====== Record excerpts ======

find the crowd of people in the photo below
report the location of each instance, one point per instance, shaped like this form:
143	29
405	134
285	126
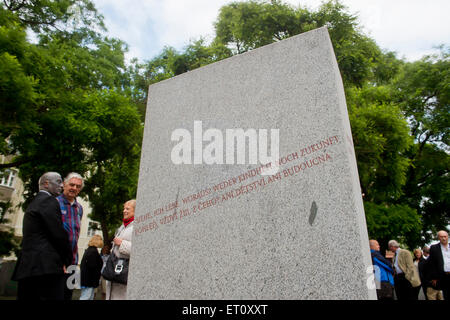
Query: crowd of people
403	275
51	229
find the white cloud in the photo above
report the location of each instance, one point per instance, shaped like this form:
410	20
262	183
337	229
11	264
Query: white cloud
410	27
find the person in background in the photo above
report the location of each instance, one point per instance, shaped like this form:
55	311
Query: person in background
384	273
405	275
439	265
426	252
45	248
122	250
91	266
72	213
423	270
416	260
106	250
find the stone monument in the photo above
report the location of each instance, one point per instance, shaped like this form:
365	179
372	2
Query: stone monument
284	220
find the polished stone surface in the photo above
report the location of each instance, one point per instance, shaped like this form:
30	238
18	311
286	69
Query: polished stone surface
297	235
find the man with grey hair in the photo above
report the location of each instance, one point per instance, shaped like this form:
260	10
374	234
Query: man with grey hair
439	264
72	213
45	248
406	276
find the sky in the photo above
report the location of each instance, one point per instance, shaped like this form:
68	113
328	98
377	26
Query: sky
409	27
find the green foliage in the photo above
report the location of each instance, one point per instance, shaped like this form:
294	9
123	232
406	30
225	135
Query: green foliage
65	105
46	15
69	103
243	26
381	138
423	92
386	222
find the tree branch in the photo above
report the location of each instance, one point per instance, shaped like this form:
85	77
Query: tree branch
14	164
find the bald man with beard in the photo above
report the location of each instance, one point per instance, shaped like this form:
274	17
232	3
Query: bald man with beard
45	247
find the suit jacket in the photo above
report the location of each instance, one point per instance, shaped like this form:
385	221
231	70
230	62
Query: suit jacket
406	263
45	243
435	263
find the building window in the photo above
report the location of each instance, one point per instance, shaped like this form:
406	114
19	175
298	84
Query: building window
92	228
7	177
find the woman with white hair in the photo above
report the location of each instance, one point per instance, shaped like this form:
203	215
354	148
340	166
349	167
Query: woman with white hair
122	250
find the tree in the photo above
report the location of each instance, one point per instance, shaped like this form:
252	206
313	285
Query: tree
244	26
68	107
422	92
47	15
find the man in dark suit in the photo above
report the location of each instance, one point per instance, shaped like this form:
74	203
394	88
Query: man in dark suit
439	264
45	246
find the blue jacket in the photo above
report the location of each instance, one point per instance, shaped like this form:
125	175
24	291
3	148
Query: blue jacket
383	268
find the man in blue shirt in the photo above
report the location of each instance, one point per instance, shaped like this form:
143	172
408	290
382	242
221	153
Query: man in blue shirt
72	213
384	273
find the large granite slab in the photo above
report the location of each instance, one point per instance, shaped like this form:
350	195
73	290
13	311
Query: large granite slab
230	231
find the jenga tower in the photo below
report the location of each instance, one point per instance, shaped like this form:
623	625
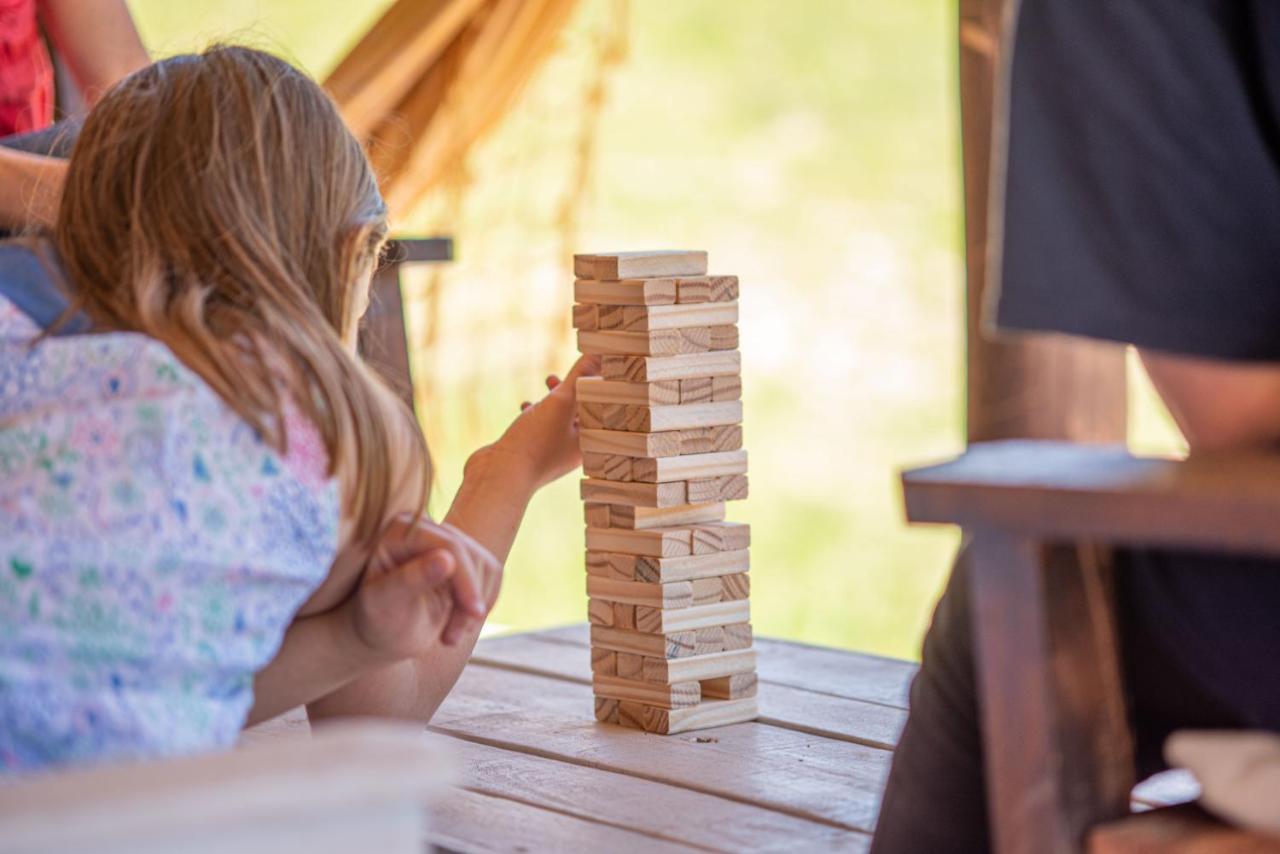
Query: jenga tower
662	451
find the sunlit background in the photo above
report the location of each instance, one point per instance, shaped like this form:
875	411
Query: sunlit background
812	149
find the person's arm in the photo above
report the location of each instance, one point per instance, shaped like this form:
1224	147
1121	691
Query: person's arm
97	40
497	485
32	187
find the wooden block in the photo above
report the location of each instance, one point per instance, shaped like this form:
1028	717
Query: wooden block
658	621
640	265
735	587
604	661
721	537
626	292
723	388
723	288
641	369
597	515
730	488
606	709
737	636
631	444
599	612
677	644
730	688
644	517
693	290
657	542
689	466
721	338
705	590
636	690
608	565
699	667
708	640
595	389
726	437
609	466
649	318
585	318
661	342
624	616
677	594
686	569
705	715
630	666
634	494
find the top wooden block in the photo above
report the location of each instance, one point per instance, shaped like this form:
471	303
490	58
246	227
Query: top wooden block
640	265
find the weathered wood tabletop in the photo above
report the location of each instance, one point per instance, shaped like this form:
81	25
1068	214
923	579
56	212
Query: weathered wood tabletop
536	772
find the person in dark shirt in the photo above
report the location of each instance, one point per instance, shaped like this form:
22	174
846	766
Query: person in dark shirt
1141	205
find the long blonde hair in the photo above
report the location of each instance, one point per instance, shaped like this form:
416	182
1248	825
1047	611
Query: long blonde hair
218	204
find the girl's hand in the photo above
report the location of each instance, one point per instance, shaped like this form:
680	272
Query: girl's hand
544	437
426	583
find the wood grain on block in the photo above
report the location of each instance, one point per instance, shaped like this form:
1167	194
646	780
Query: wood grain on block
730	688
630	444
624	616
630	665
737	636
595	389
699	667
677	644
723	288
708	640
606	709
728	488
599	612
585	318
597	515
611	492
686	569
696	391
640	265
677	594
644	517
720	338
725	437
682	316
608	565
608	466
723	388
705	715
736	587
688	466
627	292
676	695
604	661
721	537
658	621
656	542
647	369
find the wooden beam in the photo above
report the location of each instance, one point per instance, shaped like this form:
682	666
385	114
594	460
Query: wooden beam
1033	387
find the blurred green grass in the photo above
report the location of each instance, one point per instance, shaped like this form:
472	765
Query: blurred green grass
812	149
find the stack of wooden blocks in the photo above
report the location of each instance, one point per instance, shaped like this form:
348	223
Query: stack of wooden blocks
662	451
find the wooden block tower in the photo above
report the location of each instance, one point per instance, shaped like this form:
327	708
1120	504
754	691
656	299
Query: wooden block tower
662	451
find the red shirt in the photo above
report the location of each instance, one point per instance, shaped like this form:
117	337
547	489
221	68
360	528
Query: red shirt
26	72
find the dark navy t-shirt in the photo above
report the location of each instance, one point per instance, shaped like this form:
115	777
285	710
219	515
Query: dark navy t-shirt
1142	205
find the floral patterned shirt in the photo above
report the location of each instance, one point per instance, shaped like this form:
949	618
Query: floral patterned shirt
152	549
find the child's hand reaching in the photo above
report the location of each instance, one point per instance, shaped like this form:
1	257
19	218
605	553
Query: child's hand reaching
426	583
544	437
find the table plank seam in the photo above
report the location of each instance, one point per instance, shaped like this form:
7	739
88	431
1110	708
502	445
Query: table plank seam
631	772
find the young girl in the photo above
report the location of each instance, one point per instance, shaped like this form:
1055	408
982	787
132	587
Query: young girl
210	511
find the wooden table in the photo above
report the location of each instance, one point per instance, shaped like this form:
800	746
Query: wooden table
539	773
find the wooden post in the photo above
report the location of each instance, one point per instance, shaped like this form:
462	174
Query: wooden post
1037	387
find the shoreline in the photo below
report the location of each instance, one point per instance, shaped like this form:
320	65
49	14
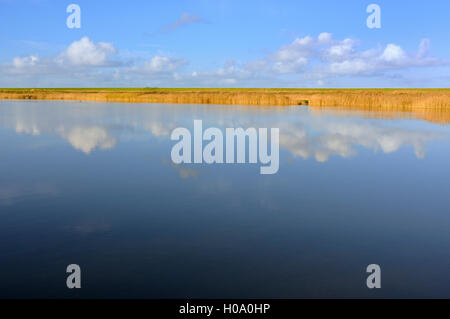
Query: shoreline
398	99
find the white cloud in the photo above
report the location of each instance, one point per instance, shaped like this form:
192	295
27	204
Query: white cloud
86	139
87	53
185	19
304	60
22	62
160	64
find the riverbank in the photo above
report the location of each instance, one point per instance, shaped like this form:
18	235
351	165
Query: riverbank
403	99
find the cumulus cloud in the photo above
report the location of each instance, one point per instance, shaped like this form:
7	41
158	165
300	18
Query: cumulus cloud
304	59
86	139
159	64
87	53
185	19
323	56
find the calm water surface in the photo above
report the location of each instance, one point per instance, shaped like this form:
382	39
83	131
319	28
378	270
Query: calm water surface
93	184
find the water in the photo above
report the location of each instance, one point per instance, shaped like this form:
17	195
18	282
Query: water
93	184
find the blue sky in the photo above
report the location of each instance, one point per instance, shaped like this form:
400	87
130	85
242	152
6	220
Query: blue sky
224	43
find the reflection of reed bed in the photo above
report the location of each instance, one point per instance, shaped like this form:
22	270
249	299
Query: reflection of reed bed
435	115
398	99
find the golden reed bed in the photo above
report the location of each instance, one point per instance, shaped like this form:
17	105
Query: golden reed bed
429	104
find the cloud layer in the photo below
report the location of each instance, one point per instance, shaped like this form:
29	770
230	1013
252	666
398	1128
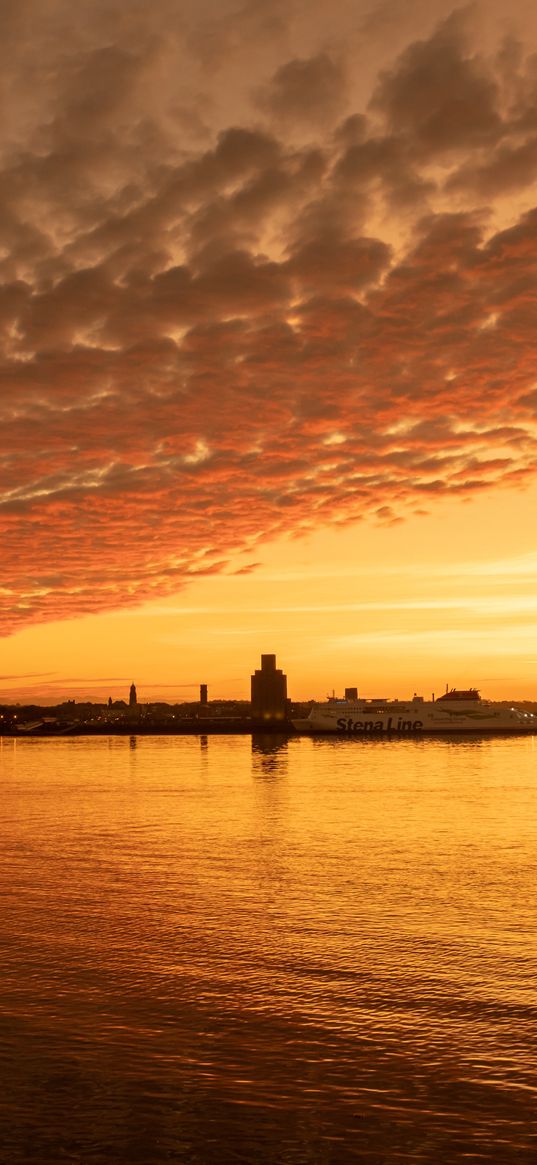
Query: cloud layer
242	304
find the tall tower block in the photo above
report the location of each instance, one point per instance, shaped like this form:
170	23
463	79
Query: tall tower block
269	691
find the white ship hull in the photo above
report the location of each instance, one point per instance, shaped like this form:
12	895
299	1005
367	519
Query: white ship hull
396	718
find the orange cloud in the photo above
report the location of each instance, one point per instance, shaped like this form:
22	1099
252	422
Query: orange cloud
205	344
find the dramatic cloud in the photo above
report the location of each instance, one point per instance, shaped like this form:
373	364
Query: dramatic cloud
218	331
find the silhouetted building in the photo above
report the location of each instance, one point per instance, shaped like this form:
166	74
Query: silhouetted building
269	691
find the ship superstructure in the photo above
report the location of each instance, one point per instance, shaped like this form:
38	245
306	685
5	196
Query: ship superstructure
458	711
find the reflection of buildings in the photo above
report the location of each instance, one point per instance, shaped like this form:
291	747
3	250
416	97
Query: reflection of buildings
269	691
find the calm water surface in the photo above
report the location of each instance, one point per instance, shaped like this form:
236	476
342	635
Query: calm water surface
223	950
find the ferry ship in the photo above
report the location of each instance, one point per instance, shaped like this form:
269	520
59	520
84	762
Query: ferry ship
454	712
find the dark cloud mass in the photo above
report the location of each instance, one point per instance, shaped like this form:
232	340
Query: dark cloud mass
237	305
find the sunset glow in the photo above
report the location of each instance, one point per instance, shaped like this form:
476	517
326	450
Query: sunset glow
268	365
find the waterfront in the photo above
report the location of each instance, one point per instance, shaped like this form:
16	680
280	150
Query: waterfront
296	951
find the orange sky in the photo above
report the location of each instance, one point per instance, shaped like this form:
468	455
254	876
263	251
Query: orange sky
268	317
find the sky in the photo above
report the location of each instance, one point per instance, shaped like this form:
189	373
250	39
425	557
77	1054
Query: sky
267	346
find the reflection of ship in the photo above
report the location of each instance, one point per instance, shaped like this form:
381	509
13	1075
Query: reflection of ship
456	712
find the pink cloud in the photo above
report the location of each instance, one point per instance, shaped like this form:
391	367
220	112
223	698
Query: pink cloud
205	344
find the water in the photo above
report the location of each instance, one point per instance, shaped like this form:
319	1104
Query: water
219	950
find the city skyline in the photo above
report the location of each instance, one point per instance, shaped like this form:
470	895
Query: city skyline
268	359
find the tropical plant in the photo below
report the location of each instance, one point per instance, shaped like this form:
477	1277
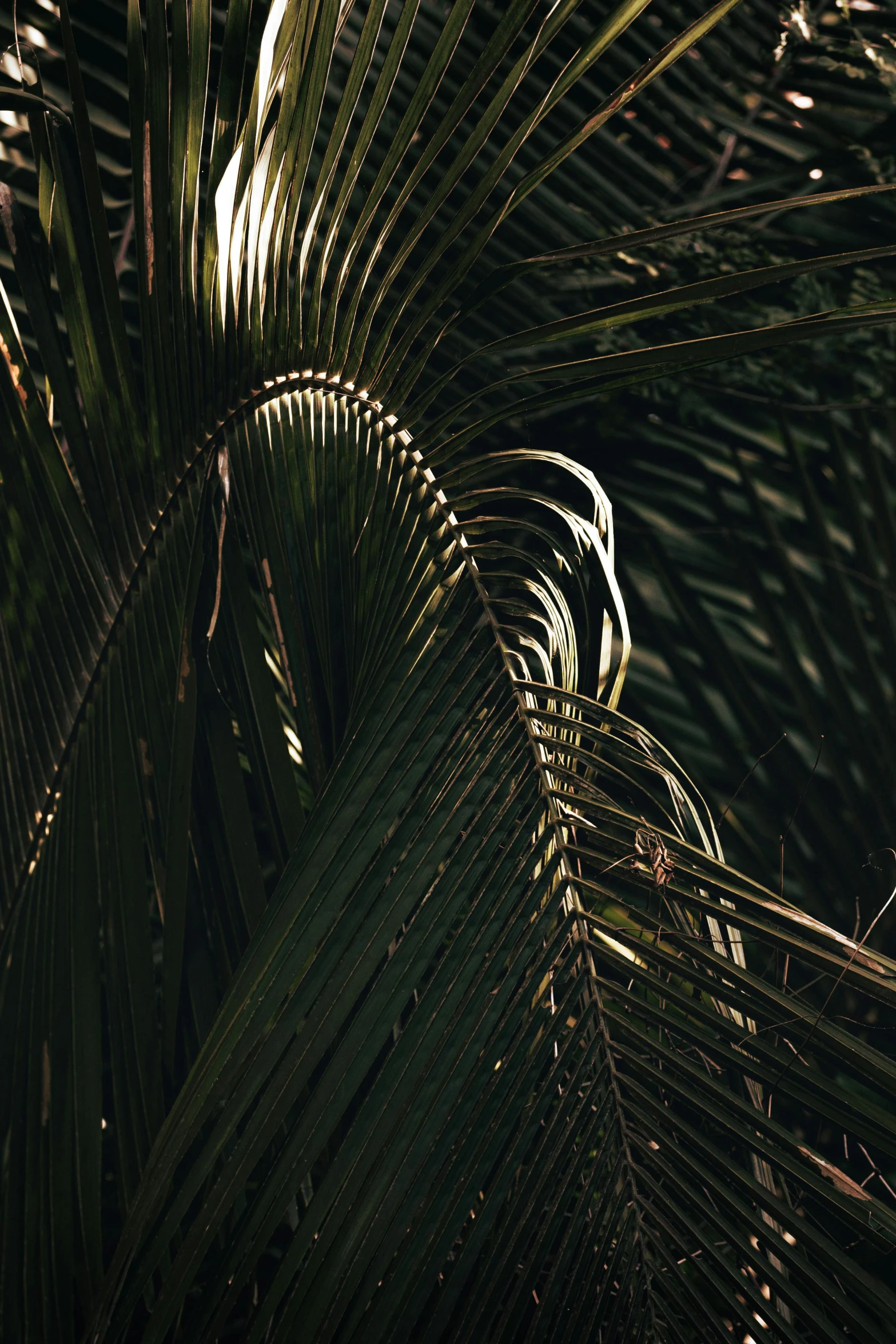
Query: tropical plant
366	972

======

Beginning with the line that contains "find the reflection of ship", repeat every remaining line of the data exactly, the last line included, and omit pictures.

▸ **Completed exercise**
find the reflection of ship in the photo above
report the location of each instance, one point per instance, shaped like this form:
381	509
13	1075
Query: reflection of ship
456	712
find the pink cloud in the photo above
report the location of each instance, one point per instance, shaped like this form:
391	367
220	112
223	698
Query: pink cloud
205	344
find the water in the photo above
report the location of each instance, one point per instance, shaped like this form:
319	1104
Query: water
219	950
find the city skyline in the photo above
report the location of each instance, one point per instance, shaped like this form:
470	895
Query: city skyline
268	359
find the tropical plant in the photo below
report the location of each instance, one point per instance, shaped like this form:
477	1277
Query: tropical plant
366	972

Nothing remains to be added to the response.